■ TASK TO CARRY OUT
Go over the entries and report the lines where the word "this" occurs.

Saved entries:
⟨
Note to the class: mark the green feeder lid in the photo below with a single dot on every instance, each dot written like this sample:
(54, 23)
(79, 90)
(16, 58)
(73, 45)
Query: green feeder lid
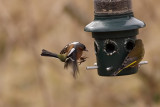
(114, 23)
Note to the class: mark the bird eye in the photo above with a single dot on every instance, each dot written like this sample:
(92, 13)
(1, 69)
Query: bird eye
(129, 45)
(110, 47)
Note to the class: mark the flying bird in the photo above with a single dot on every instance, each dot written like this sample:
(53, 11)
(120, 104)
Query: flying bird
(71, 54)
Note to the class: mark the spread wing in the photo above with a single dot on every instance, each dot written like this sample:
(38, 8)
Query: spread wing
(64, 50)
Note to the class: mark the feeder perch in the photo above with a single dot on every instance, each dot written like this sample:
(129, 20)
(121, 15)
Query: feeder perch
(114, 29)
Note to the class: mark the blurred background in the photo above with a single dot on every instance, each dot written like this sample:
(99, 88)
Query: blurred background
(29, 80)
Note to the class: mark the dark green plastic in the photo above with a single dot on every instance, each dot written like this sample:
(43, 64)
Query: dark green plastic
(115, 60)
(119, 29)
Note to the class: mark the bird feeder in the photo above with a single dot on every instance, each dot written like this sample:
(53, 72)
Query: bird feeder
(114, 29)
⟩
⟨
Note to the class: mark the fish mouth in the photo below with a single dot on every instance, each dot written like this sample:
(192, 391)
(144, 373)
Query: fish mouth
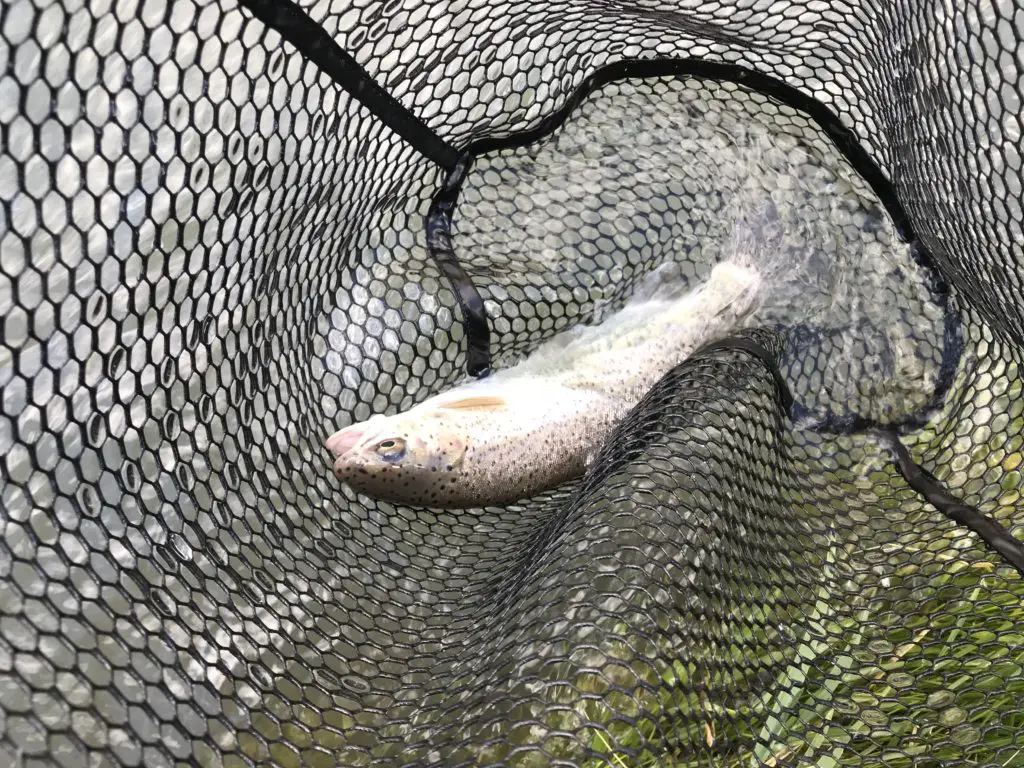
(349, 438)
⟩
■ REPLY
Note to the class: mark the green feeder lid in the photo below with a single dot on every instance, each dot written like this sample:
Note to the class: mark the bird eye in the photo above with a single dot on every instance, each dot written like this sample:
Note to the class: mark the flying bird in the photo above with a single dot on every instance, each dot written like this sample:
Note to the class: mark the spread wing in the photo above with a single dot on every instance, each dot written like this sample:
Note to the class: mark the feeder perch in the photo above with a single dot on every instance, each dot written like this sample:
Note to the class: mark the blurred background in the photo above with a single dot on every instance, each dot written like this sample:
Note to the class: mark the dark green plastic in the photo above with a single dot on every instance, each dot written like this sample:
Note to the class: mark the bird feeder in the photo above with a single dot on every instance, each dot written like this sample:
Note to the class: mark the fish mouth in the photo below with a single dot on every instance, each dot written like this sample:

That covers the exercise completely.